What you should do: Nothing in the records may be left out; restate them word for word.
━━ Data for the task ━━
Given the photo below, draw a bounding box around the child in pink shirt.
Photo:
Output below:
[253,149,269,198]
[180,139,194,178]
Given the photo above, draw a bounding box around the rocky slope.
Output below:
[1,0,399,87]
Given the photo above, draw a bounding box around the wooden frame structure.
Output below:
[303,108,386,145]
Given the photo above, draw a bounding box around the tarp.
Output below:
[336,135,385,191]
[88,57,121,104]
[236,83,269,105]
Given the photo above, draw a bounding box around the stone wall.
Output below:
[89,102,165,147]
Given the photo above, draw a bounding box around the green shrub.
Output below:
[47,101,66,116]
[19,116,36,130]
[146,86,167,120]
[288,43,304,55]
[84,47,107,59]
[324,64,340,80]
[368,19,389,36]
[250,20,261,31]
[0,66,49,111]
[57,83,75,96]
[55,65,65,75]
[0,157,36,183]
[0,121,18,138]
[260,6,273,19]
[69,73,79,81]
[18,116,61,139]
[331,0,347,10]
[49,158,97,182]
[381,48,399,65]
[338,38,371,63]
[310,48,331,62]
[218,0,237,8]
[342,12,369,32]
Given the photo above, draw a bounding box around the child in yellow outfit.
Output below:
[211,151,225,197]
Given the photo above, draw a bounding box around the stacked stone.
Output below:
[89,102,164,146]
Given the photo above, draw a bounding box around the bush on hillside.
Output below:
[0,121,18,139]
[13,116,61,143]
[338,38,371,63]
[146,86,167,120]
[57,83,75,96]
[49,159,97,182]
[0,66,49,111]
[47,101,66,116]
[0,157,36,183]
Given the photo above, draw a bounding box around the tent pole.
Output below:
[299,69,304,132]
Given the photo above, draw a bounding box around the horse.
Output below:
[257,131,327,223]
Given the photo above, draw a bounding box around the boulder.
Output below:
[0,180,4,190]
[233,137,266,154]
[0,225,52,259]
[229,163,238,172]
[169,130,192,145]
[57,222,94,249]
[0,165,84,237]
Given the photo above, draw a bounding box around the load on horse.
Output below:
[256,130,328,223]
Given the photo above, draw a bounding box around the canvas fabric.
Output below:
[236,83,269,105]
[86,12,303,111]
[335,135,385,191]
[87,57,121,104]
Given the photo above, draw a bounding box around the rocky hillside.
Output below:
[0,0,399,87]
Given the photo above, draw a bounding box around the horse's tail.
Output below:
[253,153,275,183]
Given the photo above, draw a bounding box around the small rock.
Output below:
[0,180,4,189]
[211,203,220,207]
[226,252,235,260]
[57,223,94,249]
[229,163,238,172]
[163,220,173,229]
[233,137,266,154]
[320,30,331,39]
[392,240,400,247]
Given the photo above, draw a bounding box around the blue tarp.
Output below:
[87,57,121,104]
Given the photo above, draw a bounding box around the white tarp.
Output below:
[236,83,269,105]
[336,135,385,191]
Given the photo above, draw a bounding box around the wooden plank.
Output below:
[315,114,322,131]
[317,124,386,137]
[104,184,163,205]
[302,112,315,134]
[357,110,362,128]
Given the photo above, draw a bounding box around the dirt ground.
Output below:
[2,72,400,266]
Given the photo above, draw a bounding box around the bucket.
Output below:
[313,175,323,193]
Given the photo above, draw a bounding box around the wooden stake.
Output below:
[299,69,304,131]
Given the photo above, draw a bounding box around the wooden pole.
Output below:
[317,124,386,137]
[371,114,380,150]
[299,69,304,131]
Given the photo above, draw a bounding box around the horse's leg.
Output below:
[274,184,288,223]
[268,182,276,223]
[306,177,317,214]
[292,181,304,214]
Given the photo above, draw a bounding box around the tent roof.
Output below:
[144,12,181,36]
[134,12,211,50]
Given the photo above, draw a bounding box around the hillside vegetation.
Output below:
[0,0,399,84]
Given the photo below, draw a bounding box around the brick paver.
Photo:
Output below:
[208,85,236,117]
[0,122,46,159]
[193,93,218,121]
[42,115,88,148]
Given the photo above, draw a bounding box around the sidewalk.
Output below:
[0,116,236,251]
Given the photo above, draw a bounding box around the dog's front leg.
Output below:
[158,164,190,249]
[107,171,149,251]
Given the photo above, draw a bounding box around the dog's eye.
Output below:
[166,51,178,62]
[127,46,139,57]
━━━
Task answer:
Given the photo below, draw a bounding box around the child in pink shirt.
Photo:
Output below:
[253,149,269,198]
[180,139,194,178]
Given the photo above, draw a bounding box around the rocky slope.
Output below:
[1,0,399,87]
Given the photo above, draw a bounding box around the wooden frame structure.
Output below:
[303,108,386,145]
Given the photo above, draw a bounding box around the tarp.
Output below:
[336,135,385,191]
[88,57,121,104]
[236,83,269,105]
Given the photo above, draw a bounding box around the stone wall.
Output below:
[89,102,165,147]
Given the photo above, draw a bounding box around the green shrub.
Output below:
[47,101,66,116]
[19,116,36,130]
[146,86,167,120]
[288,43,304,55]
[84,47,107,59]
[324,64,340,80]
[368,19,389,36]
[250,20,261,31]
[0,66,49,111]
[57,83,75,96]
[55,65,65,75]
[0,157,36,183]
[0,121,18,138]
[260,6,273,19]
[69,73,79,81]
[18,116,61,139]
[331,0,347,10]
[49,158,97,182]
[381,48,399,65]
[338,38,371,63]
[310,48,331,62]
[218,0,237,8]
[342,12,369,32]
Given the photo above, draw a bounding box around the child in yellow outfit.
Output below:
[211,151,225,197]
Given the photo above, draw a bounding box around the stacked stone.
Output below:
[89,102,164,146]
Given the photo above, draw a bounding box around the bush on hillside.
Output below:
[0,121,18,139]
[13,116,61,143]
[338,38,371,63]
[146,86,167,120]
[57,83,75,96]
[49,159,97,182]
[0,66,49,111]
[47,101,66,116]
[0,157,36,183]
Given the photo above, draw a bounding box around the tent pole.
Output below:
[299,69,304,132]
Given the photo above, draw a bounding box around the horse.
Output below:
[257,131,327,223]
Given the photo above, draw a bounding box around the boulder.
Output below:
[0,180,4,190]
[233,137,266,154]
[0,225,52,259]
[229,163,238,172]
[169,130,192,145]
[57,222,94,249]
[0,165,84,237]
Given the photo above, draw a bounding box around the load on horse.
Output below:
[256,130,328,223]
Given the photo above, draw a bounding box around the canvas fabric.
Output below:
[236,83,269,105]
[86,12,303,111]
[335,135,385,191]
[87,57,121,104]
Given the photo above, draw a bounding box around the rocky hillside.
Output below:
[0,0,399,87]
Given the photo above, draw a bounding box around the horse's tail.
Output below:
[253,153,275,183]
Given the photo above, draw a bounding box around the small rock.
Output below:
[0,180,4,189]
[211,203,220,207]
[226,252,235,260]
[57,223,94,249]
[229,163,238,172]
[163,220,173,229]
[233,137,266,154]
[320,30,331,39]
[392,240,400,247]
Given the photo above, draw a bounding box around the blue tarp.
Output below:
[87,57,121,104]
Given the photo above, draw a bounding box around the white tarp.
Output below:
[236,83,269,105]
[336,135,385,191]
Given the photo above, draw a bounding box around the wooden plank.
Output below:
[315,114,322,131]
[317,124,386,137]
[104,184,163,205]
[302,112,315,134]
[357,110,362,128]
Given the photo above, draw a bounding box around the dirt ground.
Output below:
[2,72,400,266]
Given the photo above, draw a bounding box around the bucket.
Output below:
[313,175,323,193]
Given the photo above, draw a bounding box around the wooden stake.
Output below:
[299,69,304,131]
Given the photo above, draw a bounding box around the wooden pole.
Output below:
[317,124,386,137]
[371,114,380,150]
[299,69,304,131]
Given the photo above, draw a bounding box around the horse's leg.
Output below:
[274,184,288,223]
[268,182,276,223]
[306,177,317,214]
[292,181,304,214]
Given the photo above, draw a bounding box around the tent roof.
Output below:
[144,12,181,36]
[134,12,211,50]
Given the photo above, draw a bounding box around the hillside vegetation.
Output below:
[0,0,399,84]
Given the photo below, draw a bounding box around the brick paver.
Photo:
Output below:
[208,85,236,117]
[0,122,46,159]
[193,93,218,121]
[42,115,88,148]
Given the photo above, draw a bounding box around the sidewalk.
Output below:
[0,116,236,251]
Given the photo above, draw a bounding box around the dog's front leg.
Output below:
[158,164,190,249]
[107,171,149,251]
Given the photo above, draw a bounding box around the dog's eye.
Output below:
[166,51,178,62]
[127,46,139,57]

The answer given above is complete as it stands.